───── INPUT RECORDS ─────
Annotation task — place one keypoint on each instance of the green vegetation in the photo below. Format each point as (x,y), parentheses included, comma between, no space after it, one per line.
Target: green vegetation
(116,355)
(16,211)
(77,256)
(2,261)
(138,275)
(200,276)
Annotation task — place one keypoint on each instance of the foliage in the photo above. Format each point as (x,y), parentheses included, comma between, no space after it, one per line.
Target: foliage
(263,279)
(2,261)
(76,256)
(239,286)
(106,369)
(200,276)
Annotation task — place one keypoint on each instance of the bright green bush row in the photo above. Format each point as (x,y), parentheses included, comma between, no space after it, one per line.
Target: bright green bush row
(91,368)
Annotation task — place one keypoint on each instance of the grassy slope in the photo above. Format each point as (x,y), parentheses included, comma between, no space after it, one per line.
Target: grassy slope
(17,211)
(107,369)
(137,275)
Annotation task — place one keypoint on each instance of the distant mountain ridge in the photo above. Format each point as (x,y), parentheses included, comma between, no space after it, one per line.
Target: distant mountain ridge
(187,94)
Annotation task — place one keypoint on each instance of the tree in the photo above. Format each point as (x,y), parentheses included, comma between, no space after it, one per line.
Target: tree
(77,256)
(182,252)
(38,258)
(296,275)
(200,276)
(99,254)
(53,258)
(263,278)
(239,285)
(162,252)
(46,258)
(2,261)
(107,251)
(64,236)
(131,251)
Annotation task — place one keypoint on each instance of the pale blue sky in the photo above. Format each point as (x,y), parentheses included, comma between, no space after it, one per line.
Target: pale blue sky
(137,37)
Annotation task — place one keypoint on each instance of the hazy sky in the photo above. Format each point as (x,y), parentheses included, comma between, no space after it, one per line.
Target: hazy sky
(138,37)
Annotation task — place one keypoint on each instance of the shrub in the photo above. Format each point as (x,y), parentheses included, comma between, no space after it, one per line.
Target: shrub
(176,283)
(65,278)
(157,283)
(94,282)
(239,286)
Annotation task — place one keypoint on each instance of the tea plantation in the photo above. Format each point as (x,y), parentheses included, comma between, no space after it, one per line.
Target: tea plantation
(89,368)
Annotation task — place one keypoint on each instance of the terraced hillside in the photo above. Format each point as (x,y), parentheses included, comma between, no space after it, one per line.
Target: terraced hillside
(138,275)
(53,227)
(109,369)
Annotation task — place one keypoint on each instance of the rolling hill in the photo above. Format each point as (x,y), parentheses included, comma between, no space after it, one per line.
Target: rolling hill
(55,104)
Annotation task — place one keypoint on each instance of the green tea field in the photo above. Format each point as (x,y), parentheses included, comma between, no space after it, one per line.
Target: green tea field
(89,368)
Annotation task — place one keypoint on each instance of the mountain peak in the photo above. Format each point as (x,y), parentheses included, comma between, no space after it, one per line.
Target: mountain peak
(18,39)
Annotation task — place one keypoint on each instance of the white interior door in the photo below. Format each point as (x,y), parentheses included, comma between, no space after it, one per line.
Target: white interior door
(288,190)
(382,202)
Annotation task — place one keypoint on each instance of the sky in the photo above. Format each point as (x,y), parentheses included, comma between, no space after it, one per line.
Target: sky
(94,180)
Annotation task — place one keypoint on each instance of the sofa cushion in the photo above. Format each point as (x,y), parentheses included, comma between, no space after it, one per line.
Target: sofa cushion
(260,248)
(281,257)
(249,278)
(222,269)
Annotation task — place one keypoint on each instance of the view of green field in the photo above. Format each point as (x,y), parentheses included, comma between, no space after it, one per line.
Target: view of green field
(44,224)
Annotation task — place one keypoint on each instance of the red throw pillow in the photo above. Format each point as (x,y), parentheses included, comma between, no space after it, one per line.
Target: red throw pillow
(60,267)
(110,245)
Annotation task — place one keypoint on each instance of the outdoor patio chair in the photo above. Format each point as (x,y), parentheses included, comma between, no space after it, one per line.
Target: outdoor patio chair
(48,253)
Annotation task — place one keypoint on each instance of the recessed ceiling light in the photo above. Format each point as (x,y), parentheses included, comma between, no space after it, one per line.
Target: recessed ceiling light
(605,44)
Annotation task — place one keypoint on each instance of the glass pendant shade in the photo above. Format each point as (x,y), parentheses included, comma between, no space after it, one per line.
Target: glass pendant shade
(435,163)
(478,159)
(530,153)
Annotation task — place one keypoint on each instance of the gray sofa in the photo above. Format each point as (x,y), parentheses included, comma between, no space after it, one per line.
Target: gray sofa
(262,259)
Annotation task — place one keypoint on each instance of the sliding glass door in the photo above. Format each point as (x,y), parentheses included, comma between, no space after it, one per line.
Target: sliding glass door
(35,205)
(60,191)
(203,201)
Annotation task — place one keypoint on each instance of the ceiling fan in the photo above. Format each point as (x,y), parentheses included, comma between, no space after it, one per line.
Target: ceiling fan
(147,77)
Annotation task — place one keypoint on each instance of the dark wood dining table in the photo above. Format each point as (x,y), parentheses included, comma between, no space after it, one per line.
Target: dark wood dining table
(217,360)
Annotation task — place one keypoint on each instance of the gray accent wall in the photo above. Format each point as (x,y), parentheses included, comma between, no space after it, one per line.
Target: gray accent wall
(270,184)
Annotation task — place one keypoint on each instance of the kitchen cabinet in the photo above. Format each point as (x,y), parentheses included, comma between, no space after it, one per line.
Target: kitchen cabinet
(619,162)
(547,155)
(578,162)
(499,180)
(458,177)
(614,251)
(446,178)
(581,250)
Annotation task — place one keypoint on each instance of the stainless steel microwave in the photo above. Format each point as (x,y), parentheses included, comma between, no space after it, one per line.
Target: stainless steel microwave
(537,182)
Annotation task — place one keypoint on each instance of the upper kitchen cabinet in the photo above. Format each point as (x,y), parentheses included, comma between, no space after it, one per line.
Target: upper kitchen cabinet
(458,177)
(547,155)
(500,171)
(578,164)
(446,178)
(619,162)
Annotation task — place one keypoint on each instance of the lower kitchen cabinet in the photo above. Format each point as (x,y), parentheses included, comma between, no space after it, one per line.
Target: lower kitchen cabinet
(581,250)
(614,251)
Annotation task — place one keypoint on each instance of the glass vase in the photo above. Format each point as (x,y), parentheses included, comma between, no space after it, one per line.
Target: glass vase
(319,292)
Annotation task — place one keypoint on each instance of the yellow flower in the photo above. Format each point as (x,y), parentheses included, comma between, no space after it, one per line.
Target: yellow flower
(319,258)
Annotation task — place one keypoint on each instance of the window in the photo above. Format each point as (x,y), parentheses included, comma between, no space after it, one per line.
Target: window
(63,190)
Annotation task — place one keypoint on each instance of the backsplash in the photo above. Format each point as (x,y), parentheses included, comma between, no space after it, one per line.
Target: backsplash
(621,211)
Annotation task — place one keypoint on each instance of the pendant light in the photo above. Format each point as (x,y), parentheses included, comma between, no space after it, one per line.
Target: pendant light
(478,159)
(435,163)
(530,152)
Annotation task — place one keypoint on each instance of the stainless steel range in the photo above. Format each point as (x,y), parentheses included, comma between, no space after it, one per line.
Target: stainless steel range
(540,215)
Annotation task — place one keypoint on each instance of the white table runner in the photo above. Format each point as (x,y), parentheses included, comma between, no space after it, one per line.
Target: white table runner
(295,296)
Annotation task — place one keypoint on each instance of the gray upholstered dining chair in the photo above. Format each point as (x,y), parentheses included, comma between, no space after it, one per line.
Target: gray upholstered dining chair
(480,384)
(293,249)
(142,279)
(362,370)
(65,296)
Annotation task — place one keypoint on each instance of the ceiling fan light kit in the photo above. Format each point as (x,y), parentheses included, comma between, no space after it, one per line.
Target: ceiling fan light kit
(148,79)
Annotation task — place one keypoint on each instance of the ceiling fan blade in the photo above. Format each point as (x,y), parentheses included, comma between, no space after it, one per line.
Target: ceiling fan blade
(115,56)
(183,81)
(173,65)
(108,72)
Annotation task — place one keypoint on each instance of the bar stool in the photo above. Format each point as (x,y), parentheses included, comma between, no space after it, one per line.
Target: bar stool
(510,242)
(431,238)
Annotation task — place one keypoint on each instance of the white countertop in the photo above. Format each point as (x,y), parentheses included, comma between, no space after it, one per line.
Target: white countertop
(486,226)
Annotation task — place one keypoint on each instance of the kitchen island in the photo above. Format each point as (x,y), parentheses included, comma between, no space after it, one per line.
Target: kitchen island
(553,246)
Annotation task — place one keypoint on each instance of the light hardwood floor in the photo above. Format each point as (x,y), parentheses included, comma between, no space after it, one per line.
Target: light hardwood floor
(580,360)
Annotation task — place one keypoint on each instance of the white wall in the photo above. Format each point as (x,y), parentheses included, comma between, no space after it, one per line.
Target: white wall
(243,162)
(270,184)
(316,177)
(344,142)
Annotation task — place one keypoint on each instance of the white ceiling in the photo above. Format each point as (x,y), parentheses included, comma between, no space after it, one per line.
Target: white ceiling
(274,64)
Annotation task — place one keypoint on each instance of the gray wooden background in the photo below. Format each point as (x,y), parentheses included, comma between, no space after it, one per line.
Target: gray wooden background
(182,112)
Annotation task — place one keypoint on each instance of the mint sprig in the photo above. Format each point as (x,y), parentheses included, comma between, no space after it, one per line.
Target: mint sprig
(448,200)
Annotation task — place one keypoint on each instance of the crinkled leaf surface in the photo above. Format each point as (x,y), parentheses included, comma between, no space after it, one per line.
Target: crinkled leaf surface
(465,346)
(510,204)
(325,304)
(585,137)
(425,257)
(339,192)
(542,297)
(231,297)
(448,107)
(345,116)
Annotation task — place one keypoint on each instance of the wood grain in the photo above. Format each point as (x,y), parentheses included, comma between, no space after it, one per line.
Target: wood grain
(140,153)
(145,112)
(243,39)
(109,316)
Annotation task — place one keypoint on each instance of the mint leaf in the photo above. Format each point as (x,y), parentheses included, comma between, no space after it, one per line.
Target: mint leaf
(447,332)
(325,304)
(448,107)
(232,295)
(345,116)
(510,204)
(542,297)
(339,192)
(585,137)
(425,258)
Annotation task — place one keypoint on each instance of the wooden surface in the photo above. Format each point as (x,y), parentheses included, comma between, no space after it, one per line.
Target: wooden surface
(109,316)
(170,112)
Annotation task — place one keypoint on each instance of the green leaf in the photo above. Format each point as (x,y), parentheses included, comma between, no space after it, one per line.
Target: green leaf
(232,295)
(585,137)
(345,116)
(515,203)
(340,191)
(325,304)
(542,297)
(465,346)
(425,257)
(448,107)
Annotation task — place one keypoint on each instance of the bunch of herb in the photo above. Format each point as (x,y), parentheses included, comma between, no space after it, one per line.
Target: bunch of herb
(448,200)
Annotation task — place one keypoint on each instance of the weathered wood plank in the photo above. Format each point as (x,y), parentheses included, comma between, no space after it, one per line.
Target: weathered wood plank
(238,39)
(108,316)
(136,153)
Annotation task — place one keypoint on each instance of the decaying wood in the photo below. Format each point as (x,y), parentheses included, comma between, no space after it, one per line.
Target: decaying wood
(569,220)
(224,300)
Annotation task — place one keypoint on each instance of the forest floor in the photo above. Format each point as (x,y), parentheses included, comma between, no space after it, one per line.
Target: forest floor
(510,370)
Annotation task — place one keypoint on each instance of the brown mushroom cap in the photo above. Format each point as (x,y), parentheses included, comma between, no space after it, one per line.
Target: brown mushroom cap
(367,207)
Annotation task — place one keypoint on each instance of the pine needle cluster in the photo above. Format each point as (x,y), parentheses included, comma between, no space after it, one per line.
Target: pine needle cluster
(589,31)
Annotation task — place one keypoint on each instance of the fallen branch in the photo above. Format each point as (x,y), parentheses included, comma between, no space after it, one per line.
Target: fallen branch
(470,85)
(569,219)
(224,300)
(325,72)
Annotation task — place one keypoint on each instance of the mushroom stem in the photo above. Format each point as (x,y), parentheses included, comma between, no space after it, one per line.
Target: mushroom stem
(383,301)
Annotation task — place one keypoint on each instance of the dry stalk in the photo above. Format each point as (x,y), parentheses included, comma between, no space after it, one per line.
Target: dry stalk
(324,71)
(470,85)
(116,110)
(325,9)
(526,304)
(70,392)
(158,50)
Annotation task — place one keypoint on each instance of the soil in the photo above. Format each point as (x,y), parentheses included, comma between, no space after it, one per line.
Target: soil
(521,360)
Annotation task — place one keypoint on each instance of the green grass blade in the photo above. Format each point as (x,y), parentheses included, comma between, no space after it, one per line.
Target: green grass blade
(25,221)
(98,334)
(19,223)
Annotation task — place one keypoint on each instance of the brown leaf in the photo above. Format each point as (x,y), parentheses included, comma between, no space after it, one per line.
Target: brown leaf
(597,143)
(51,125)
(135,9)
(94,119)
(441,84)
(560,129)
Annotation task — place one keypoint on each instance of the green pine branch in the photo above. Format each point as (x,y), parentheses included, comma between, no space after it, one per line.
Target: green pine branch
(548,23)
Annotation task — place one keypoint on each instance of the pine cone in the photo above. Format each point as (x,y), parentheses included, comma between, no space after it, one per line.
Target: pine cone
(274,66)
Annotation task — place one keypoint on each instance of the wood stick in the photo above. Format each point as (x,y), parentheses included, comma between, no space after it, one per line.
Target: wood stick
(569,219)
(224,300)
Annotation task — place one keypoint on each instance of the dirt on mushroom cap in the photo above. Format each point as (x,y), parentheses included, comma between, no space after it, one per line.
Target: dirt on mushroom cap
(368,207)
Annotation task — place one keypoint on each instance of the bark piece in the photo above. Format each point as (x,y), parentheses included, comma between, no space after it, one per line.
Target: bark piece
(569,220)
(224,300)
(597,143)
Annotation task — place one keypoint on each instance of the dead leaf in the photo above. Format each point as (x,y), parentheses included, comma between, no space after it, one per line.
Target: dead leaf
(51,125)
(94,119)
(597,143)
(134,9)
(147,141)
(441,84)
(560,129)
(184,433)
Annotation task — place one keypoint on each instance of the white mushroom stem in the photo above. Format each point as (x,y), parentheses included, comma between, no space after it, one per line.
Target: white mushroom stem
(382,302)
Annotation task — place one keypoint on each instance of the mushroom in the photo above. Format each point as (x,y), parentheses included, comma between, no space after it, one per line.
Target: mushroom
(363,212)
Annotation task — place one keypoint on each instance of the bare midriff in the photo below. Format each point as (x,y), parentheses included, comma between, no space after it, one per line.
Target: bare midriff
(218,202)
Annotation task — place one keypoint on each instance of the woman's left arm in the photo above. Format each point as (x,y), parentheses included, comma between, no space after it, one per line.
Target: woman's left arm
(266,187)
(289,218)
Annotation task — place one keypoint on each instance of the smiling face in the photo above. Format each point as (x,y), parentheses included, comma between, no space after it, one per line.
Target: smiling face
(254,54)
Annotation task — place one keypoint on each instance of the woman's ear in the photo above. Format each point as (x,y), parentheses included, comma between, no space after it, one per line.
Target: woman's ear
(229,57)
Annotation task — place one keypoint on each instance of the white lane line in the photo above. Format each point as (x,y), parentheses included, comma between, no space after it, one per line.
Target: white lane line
─────
| INSTRUCTIONS TO FOLLOW |
From the line with "of the dead" to the last line of the material, give every line again exactly, and only those lines.

| OUTPUT BELOW |
Annotation task — place one keypoint on each instance of the dead leaf in the photo above. Format each point as (x,y), parentheses included, comma between, no space after it, one per line.
Target: dead leaf
(51,125)
(94,119)
(597,143)
(134,9)
(147,141)
(441,84)
(560,129)
(184,433)
Annotation task — place one keypoint on each instance of the white mushroom stem in the photo above. Format each point as (x,y), parentheses included, comma between, no space after it, one per line.
Target: white mushroom stem
(382,302)
Annotation task — place one keypoint on each instance of the mushroom in the photo above. Format each point as (x,y), parentheses included, comma between, no space after it, one per line.
Target: mushroom
(363,212)
Annotation task — place one keypoint on each instance of the bare midriff in the photo below. Format each point as (x,y), parentheses included, comma between, no space after it, one per line.
Target: bare midriff
(218,202)
Annotation task — place one keypoint on each instance of the woman's left arm in the photo above. Format each point as (x,y), parentheses included, comma between, no space after it, one per line.
Target: woman's left arm
(266,187)
(289,218)
Annotation task — place one keypoint on each instance of the smiling face in the photo above. Format each point as (x,y), parentheses included, comma between, no space after it, one per line.
Target: smiling face
(254,54)
Annotation task — place one keypoint on each instance of the woman's ear in the photo above. Format each point as (x,y), parentheses included, comma between, no space after it, one per line.
Target: woman's ear
(229,57)
Annotation task — place one keypoint on each instance of the white lane line in the photo above. Format each point as (x,y), parentheses included, comma between, no space after it, one per line.
Target: white lane line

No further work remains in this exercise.